┌────────
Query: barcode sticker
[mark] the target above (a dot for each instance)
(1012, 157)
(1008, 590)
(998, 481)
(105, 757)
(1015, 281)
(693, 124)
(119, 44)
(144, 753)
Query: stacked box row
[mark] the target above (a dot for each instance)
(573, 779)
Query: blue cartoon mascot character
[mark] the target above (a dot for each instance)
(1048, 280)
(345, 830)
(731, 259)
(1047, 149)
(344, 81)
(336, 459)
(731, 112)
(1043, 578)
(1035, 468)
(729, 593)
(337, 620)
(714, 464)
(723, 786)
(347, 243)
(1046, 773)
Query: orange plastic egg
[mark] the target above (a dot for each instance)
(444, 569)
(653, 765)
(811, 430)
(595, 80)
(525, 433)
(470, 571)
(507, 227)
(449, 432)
└────────
### Work to be completed:
Convert the records above into a numbered list with no blank lines. Begin at the line that has "Query: stacked box row" and stop after the line that has "(1046, 773)".

### Solution for this problem:
1. Query: stacked box row
2. [mark] the target above (a dot for each instance)
3. (573, 779)
4. Query: blue cartoon mascot character
5. [mark] the target above (a dot for each instance)
6. (1048, 280)
7. (345, 830)
8. (731, 259)
9. (1047, 149)
10. (344, 81)
11. (336, 459)
12. (731, 112)
13. (1043, 578)
14. (1035, 468)
15. (729, 593)
16. (337, 620)
17. (714, 464)
18. (723, 786)
19. (347, 243)
20. (1046, 773)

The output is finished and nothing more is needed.